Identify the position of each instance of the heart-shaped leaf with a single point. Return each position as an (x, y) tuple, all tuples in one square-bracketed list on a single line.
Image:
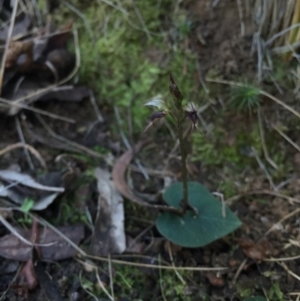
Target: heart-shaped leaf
[(193, 230)]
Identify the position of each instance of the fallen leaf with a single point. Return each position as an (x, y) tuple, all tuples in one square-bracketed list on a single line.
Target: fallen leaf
[(109, 234), (18, 187), (20, 28), (66, 93), (15, 50), (215, 279), (133, 246), (57, 248)]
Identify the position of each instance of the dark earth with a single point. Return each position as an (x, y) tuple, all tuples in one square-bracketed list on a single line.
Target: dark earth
[(260, 262)]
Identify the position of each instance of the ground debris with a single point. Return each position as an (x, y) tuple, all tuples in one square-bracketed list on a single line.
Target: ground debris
[(57, 248), (256, 251)]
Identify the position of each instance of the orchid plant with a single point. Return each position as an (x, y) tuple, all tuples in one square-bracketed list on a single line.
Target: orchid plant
[(199, 217)]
········
**What to produce:** Retype all the records shown above, character for character. Omit every picture.

**Answer to this task:**
Identify the position of each instance of the heart-shaped leaf with a single point. Return each position as an (x, y) tuple, all tuples in one square-bracketed list on a single line.
Image:
Target: heart-shaped leaf
[(193, 230)]
Identify the position of each instance of the fallen leaf with a single point. Return each position as an (x, y) tuple, all tuples in one square-bracketed list on a single line.
Target: fallen leaf
[(109, 234), (18, 187), (20, 28), (66, 93), (15, 50), (215, 279), (133, 246), (57, 248)]
Identify the position of each instance of the dark earth with a single point. Return each position as an (x, y) tuple, all tuples in one square-bracketed list on a single line.
Target: dark earth
[(260, 262)]
Identify the position of each instance of the ground debris with a single point. Return each position as an (x, y) tuple, all tuples in one square-bracketed list on a single line.
Target: ground debris
[(57, 248), (256, 251)]
Identify the position of each instance of the orchid plant with a single point. Return each position as an (x, y) tuple, all tuples in one square-bracketed list on a single line.
Target: orchid plant
[(199, 217)]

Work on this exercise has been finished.